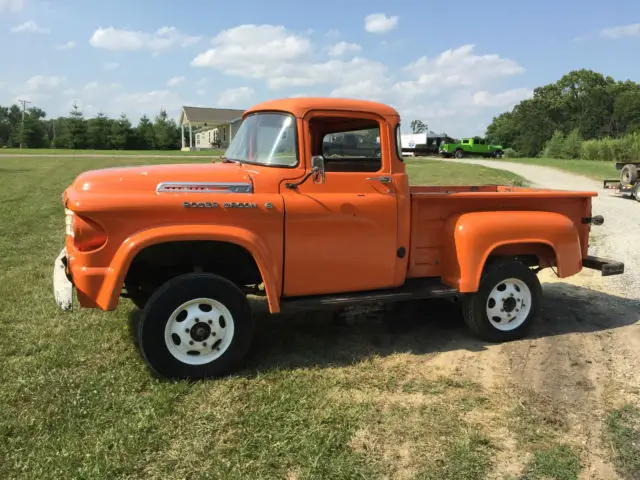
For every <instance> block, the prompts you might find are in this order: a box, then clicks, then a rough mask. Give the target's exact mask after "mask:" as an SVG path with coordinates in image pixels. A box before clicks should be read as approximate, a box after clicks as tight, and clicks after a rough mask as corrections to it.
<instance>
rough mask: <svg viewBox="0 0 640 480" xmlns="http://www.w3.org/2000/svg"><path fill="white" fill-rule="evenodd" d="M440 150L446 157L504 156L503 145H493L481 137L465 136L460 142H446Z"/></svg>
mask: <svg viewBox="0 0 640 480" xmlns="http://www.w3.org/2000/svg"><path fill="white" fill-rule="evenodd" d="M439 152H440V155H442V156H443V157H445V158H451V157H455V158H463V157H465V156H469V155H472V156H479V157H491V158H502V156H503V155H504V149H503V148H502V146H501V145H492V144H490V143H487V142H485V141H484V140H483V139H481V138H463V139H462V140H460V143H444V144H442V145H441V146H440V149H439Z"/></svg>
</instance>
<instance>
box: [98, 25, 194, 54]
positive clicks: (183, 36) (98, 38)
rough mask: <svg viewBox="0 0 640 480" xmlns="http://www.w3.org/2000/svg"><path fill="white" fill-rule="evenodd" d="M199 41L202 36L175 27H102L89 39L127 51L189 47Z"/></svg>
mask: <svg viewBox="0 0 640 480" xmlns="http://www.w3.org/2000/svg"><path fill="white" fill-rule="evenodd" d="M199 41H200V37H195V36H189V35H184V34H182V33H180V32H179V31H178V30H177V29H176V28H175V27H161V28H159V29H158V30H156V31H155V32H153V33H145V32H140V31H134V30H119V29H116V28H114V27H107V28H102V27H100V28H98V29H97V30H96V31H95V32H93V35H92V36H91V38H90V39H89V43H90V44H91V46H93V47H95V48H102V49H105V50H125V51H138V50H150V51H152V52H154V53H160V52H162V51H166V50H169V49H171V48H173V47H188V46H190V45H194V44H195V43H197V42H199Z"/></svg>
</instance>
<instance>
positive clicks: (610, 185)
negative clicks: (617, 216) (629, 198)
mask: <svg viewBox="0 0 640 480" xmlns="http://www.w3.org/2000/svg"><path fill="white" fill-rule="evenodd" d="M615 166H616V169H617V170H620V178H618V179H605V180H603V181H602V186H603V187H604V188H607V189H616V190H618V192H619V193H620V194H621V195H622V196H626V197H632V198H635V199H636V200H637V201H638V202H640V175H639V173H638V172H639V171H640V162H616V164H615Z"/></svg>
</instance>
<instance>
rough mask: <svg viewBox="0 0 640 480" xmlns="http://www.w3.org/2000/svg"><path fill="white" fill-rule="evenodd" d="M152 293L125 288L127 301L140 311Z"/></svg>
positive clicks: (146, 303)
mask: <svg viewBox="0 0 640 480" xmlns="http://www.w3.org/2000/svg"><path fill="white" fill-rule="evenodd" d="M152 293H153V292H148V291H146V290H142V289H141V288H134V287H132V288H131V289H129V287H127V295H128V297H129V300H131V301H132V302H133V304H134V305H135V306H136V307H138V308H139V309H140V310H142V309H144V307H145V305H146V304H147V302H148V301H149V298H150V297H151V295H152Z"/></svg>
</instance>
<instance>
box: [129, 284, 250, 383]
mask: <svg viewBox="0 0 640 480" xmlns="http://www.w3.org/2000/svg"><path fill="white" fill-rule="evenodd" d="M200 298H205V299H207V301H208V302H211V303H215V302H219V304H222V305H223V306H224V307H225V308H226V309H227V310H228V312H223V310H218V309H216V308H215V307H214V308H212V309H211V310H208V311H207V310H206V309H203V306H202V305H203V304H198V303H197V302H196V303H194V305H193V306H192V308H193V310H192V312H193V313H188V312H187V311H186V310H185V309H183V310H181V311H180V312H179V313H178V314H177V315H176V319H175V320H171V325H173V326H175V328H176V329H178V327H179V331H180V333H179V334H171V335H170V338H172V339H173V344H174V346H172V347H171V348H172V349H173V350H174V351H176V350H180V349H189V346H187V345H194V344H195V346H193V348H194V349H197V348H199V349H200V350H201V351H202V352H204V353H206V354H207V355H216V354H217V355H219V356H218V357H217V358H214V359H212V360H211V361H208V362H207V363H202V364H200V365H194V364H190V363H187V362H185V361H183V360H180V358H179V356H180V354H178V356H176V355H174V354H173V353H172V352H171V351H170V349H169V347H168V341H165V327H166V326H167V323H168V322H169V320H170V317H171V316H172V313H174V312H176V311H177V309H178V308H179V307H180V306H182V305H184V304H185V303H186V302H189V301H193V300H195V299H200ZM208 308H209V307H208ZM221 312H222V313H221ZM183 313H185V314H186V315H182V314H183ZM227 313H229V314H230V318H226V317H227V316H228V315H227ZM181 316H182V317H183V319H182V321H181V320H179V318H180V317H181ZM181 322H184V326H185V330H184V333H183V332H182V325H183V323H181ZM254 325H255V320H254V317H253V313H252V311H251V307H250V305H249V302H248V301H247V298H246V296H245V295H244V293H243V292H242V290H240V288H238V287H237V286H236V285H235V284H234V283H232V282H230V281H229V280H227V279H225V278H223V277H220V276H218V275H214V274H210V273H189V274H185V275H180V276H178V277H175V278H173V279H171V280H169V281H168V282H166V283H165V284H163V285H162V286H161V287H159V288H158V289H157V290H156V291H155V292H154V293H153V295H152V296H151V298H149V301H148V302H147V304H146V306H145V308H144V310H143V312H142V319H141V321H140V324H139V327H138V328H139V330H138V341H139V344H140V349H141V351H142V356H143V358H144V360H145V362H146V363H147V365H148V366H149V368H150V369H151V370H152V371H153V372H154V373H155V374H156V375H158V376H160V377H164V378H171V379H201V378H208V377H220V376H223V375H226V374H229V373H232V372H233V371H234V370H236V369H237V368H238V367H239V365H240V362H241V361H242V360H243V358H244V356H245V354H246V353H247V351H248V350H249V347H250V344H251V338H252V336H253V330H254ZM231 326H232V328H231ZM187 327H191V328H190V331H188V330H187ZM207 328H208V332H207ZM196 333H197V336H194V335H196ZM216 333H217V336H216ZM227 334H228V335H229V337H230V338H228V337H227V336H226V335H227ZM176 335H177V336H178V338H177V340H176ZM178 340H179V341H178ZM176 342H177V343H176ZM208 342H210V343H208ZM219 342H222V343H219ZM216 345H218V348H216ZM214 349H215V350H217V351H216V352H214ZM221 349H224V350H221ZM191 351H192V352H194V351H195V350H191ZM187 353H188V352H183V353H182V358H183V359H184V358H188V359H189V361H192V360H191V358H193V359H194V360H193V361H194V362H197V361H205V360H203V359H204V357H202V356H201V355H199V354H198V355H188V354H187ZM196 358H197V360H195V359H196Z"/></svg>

......

§ Task prompt: Reproduce all of the lines above verbatim, omitting the pictures.

§ Response:
For every <instance> block, the prompts you might find are in this order: a box, then clicks, then a rough mask. Give the target's exact mask after "mask:" as an SVG path with coordinates in image pixels. A box before clicks should be read as approximate, a box after clicks as tight, and clicks after a rough mask as corrections to it.
<instance>
rough mask: <svg viewBox="0 0 640 480" xmlns="http://www.w3.org/2000/svg"><path fill="white" fill-rule="evenodd" d="M440 150L446 157L504 156L503 145H493L481 137L465 136L460 142H446Z"/></svg>
mask: <svg viewBox="0 0 640 480" xmlns="http://www.w3.org/2000/svg"><path fill="white" fill-rule="evenodd" d="M439 152H440V155H442V156H443V157H445V158H451V157H455V158H463V157H465V156H469V155H472V156H479V157H491V158H502V156H503V155H504V149H503V148H502V146H501V145H492V144H490V143H487V142H485V141H484V140H483V139H481V138H463V139H462V140H460V143H444V144H442V145H441V146H440V149H439Z"/></svg>
</instance>
<instance>
box: [98, 25, 194, 54]
positive clicks: (183, 36) (98, 38)
rough mask: <svg viewBox="0 0 640 480" xmlns="http://www.w3.org/2000/svg"><path fill="white" fill-rule="evenodd" d="M199 41L202 36L175 27H102L89 39L127 51L189 47Z"/></svg>
mask: <svg viewBox="0 0 640 480" xmlns="http://www.w3.org/2000/svg"><path fill="white" fill-rule="evenodd" d="M199 41H200V37H195V36H189V35H184V34H182V33H180V32H179V31H178V30H177V29H176V28H175V27H161V28H159V29H158V30H156V31H155V32H153V33H145V32H140V31H134V30H119V29H116V28H114V27H107V28H102V27H100V28H98V29H97V30H96V31H95V32H93V35H92V36H91V38H90V39H89V43H90V44H91V46H93V47H95V48H102V49H105V50H125V51H138V50H150V51H152V52H154V53H160V52H162V51H166V50H169V49H171V48H173V47H188V46H190V45H194V44H195V43H197V42H199Z"/></svg>
</instance>
<instance>
positive clicks: (610, 185)
negative clicks: (617, 216) (629, 198)
mask: <svg viewBox="0 0 640 480" xmlns="http://www.w3.org/2000/svg"><path fill="white" fill-rule="evenodd" d="M615 166H616V169H617V170H620V178H618V179H605V180H603V181H602V186H603V187H604V188H607V189H616V190H618V192H619V193H620V194H621V195H622V196H626V197H632V198H635V199H636V200H637V201H638V202H640V175H639V173H638V172H639V171H640V162H616V164H615Z"/></svg>
</instance>
<instance>
rough mask: <svg viewBox="0 0 640 480" xmlns="http://www.w3.org/2000/svg"><path fill="white" fill-rule="evenodd" d="M152 293L125 288L127 301L140 311Z"/></svg>
positive clicks: (146, 303)
mask: <svg viewBox="0 0 640 480" xmlns="http://www.w3.org/2000/svg"><path fill="white" fill-rule="evenodd" d="M152 293H153V292H148V291H146V290H142V289H141V288H134V287H132V288H131V289H129V287H127V295H128V297H129V300H131V301H132V302H133V304H134V305H135V306H136V307H138V308H139V309H140V310H142V309H144V307H145V305H146V304H147V302H148V301H149V298H150V297H151V295H152Z"/></svg>
</instance>
<instance>
box: [129, 284, 250, 383]
mask: <svg viewBox="0 0 640 480" xmlns="http://www.w3.org/2000/svg"><path fill="white" fill-rule="evenodd" d="M200 298H205V299H207V301H208V302H211V303H215V302H219V304H222V305H223V306H224V307H225V308H226V309H227V310H228V312H223V310H218V309H216V308H215V307H214V308H212V309H211V310H208V311H207V310H206V309H203V306H202V305H203V304H198V303H197V302H196V303H194V305H193V306H192V308H193V310H192V312H193V313H188V312H187V311H186V310H185V309H183V310H181V311H180V312H179V313H178V314H177V315H176V319H175V320H171V325H173V326H175V328H176V329H178V327H179V331H180V333H179V334H171V335H170V338H172V339H173V344H174V346H172V347H171V348H172V349H173V350H174V351H176V350H180V349H189V346H187V345H194V344H195V346H193V348H194V349H197V348H199V349H200V350H201V351H202V352H204V353H206V354H207V355H216V354H217V355H219V356H218V357H217V358H214V359H212V360H211V361H208V362H207V363H202V364H200V365H194V364H190V363H187V362H185V361H183V360H180V358H179V356H180V354H178V356H176V355H174V354H173V353H172V352H171V351H170V349H169V347H168V341H165V327H166V326H167V323H168V322H169V320H170V317H171V316H172V313H174V312H176V311H177V309H178V308H179V307H180V306H182V305H184V304H185V303H186V302H189V301H193V300H195V299H200ZM208 308H209V307H208ZM221 312H222V313H221ZM183 313H185V314H186V315H182V314H183ZM227 313H229V314H230V318H226V317H227V316H228V315H227ZM181 316H182V317H183V319H182V321H181V320H179V318H180V317H181ZM181 322H184V326H185V330H184V333H183V332H182V325H183V323H181ZM254 325H255V320H254V317H253V313H252V311H251V307H250V305H249V302H248V301H247V298H246V296H245V295H244V293H243V292H242V290H240V288H238V287H237V286H236V285H235V284H234V283H232V282H230V281H229V280H227V279H225V278H223V277H220V276H218V275H214V274H210V273H189V274H185V275H180V276H178V277H175V278H173V279H171V280H169V281H168V282H166V283H165V284H163V285H162V286H161V287H159V288H158V289H157V290H156V291H155V292H154V293H153V295H152V296H151V298H149V301H148V302H147V304H146V306H145V308H144V310H143V312H142V319H141V321H140V324H139V327H138V328H139V330H138V341H139V344H140V349H141V351H142V356H143V358H144V360H145V362H146V363H147V365H148V366H149V368H150V369H151V370H152V371H153V372H154V373H155V374H156V375H158V376H160V377H164V378H171V379H201V378H208V377H220V376H223V375H226V374H229V373H232V372H233V371H234V370H236V369H237V368H238V367H239V365H240V362H241V361H242V360H243V358H244V356H245V354H246V353H247V351H248V350H249V347H250V344H251V338H252V336H253V330H254ZM231 326H232V328H231ZM187 327H191V328H190V331H188V330H187ZM207 328H208V332H207ZM196 333H197V336H194V335H196ZM216 333H217V336H216ZM227 334H228V335H229V337H230V338H228V337H227V336H226V335H227ZM176 335H177V336H178V338H177V340H176ZM178 340H179V341H178ZM176 342H177V343H176ZM208 342H210V343H208ZM219 342H222V343H219ZM216 345H218V348H216ZM214 349H215V350H217V351H216V352H214ZM221 349H224V350H221ZM191 351H192V352H194V351H195V350H191ZM187 353H188V352H183V353H182V358H183V359H184V358H188V359H189V361H192V360H191V358H193V359H194V360H193V361H194V362H197V361H205V360H203V359H204V357H202V356H201V355H199V354H198V355H188V354H187ZM196 358H197V360H195V359H196Z"/></svg>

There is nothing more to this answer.